[Box-labeled dataset extracts]
------
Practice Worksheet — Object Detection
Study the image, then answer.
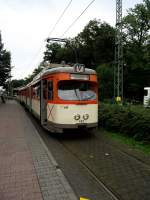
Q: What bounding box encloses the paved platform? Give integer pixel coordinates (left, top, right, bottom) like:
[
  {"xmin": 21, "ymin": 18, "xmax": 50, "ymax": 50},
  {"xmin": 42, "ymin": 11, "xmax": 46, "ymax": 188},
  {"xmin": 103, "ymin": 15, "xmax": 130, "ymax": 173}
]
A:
[{"xmin": 0, "ymin": 100, "xmax": 77, "ymax": 200}]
------
== Short problem ==
Each record must be quoted in full and exactly. Do not include the pictures.

== Task response ==
Practice Worksheet — Object Detection
Study the image, then answer.
Q: What bounding box encloses the paved platform? Give integer pixel coordinates (left, top, right, bottom) like:
[
  {"xmin": 21, "ymin": 18, "xmax": 50, "ymax": 50},
  {"xmin": 42, "ymin": 11, "xmax": 46, "ymax": 188},
  {"xmin": 103, "ymin": 15, "xmax": 130, "ymax": 173}
]
A:
[{"xmin": 0, "ymin": 100, "xmax": 77, "ymax": 200}]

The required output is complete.